• Work required:
Compute the number of lines in the following data that include the word "pedestrian", and output that number alone.
(Input data)
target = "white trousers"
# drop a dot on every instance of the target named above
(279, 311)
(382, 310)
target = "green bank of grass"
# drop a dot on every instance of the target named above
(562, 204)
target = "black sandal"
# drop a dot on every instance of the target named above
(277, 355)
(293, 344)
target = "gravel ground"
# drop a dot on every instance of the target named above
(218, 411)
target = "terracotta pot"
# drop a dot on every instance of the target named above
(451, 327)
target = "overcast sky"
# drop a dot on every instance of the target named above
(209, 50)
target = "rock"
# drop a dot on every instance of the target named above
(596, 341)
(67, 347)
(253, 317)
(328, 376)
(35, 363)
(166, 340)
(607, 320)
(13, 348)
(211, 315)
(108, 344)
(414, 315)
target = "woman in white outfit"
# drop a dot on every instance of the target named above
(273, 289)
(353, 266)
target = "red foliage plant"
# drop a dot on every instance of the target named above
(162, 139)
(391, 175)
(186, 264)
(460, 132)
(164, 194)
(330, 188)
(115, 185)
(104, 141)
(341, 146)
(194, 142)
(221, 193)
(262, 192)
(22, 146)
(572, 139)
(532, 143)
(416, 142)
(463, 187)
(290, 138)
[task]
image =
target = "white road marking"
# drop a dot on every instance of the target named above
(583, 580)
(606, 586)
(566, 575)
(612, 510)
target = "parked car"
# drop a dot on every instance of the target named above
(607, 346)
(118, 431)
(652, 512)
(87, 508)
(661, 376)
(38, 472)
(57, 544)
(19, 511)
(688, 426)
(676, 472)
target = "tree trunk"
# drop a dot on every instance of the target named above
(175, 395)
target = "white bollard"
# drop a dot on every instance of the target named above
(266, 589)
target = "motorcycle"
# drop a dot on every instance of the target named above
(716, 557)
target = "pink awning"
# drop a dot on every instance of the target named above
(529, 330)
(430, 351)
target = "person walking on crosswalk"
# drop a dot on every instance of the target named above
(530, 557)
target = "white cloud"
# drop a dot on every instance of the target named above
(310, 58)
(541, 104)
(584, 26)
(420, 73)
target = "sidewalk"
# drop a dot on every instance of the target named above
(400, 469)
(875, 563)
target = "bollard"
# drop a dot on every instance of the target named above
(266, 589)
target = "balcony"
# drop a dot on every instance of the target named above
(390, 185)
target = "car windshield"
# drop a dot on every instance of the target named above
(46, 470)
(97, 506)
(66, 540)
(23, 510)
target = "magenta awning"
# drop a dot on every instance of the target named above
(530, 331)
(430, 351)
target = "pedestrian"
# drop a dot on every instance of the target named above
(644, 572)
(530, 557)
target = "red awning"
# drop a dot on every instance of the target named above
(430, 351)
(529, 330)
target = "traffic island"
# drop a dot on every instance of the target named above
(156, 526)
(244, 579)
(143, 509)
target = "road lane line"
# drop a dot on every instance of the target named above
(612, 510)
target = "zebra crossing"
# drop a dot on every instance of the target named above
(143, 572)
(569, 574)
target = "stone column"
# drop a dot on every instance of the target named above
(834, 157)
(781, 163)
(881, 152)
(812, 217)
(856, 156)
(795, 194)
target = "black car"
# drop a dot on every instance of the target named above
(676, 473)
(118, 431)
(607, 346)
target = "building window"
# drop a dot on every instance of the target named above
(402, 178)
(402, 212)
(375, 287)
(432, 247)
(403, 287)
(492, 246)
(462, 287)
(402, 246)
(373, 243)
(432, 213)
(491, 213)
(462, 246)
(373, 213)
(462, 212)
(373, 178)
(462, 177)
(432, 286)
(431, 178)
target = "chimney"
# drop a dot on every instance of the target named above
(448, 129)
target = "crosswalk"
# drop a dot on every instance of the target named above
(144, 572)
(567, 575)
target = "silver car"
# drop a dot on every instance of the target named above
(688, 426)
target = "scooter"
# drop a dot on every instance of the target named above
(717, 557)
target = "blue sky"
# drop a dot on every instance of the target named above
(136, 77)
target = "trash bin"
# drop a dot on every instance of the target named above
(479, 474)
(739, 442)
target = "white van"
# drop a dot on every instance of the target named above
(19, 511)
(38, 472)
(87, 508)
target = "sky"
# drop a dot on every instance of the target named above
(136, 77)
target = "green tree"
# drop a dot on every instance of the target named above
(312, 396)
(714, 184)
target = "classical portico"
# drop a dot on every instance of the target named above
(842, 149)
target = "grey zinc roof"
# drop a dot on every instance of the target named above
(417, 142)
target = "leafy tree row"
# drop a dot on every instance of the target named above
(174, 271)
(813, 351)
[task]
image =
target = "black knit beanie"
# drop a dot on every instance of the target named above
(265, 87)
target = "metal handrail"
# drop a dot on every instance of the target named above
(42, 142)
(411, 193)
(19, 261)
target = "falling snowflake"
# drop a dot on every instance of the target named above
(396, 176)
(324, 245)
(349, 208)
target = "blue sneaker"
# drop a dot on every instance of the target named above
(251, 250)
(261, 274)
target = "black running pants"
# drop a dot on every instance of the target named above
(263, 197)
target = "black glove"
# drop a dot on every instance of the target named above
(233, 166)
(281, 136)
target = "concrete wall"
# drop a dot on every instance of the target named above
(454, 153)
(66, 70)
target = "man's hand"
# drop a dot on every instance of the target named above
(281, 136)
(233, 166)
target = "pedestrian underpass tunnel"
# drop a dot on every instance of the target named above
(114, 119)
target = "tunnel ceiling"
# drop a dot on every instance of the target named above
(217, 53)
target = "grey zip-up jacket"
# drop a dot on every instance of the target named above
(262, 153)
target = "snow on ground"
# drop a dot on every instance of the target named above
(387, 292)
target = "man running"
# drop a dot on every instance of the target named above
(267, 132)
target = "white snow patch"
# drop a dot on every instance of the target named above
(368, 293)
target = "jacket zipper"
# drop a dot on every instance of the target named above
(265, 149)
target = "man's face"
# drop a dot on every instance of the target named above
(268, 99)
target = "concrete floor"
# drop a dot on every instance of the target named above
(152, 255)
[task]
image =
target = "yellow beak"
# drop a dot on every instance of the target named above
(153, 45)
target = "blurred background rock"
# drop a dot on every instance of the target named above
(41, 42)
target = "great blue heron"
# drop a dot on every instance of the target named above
(End Input data)
• Exercise response:
2